DATA SECTION:
%%

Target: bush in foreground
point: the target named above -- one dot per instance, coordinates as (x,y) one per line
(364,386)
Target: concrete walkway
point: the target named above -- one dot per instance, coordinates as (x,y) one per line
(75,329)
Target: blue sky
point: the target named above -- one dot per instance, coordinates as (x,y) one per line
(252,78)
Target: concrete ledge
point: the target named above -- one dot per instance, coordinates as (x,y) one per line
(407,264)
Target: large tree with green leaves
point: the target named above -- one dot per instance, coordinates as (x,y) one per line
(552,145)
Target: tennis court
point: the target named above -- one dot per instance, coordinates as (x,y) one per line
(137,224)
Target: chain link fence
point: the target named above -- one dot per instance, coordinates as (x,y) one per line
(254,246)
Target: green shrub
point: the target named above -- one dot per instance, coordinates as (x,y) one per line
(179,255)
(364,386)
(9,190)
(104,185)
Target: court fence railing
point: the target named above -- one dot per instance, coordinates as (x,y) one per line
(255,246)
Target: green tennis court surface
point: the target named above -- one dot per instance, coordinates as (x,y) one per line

%%

INSTRUCTIONS FOR THE TASK: Extract the listing in its entirety and repeat it exactly.

EXERCISE SOLUTION:
Target: bush in foreground
point: the target named above -- one dot per instance, coordinates as (x,y) one per line
(364,386)
Target: concrete walkway
point: the target named above -- one dot per instance, coordinates as (x,y) one per line
(75,329)
Target: blue sky
point: the target named above -- one dot per instance, coordinates as (x,y) one per line
(252,78)
Target: concrete ledge
point: the target named above -- one dot per instance, coordinates as (x,y) one per line
(407,264)
Target: large tree with green leaves
point: the target named above -- one dot per instance, coordinates as (x,y) one per line
(552,145)
Target: tennis court
point: the target named above -- one dot per instance, coordinates as (x,y) one per line
(137,224)
Target: chain link fence
point: the target named above -- one dot per instance, coordinates as (x,y) one per line
(254,246)
Target: green shrub
point: the target named above -- one dot per instance, coordinates as (x,y) one per line
(179,255)
(364,386)
(9,190)
(104,185)
Target: court fence railing
point: the target named above -- one dot per instance, coordinates as (x,y) one per line
(255,246)
Target: green tennis court surface
point: the target named above -- one dot per instance, coordinates as (x,y) one per line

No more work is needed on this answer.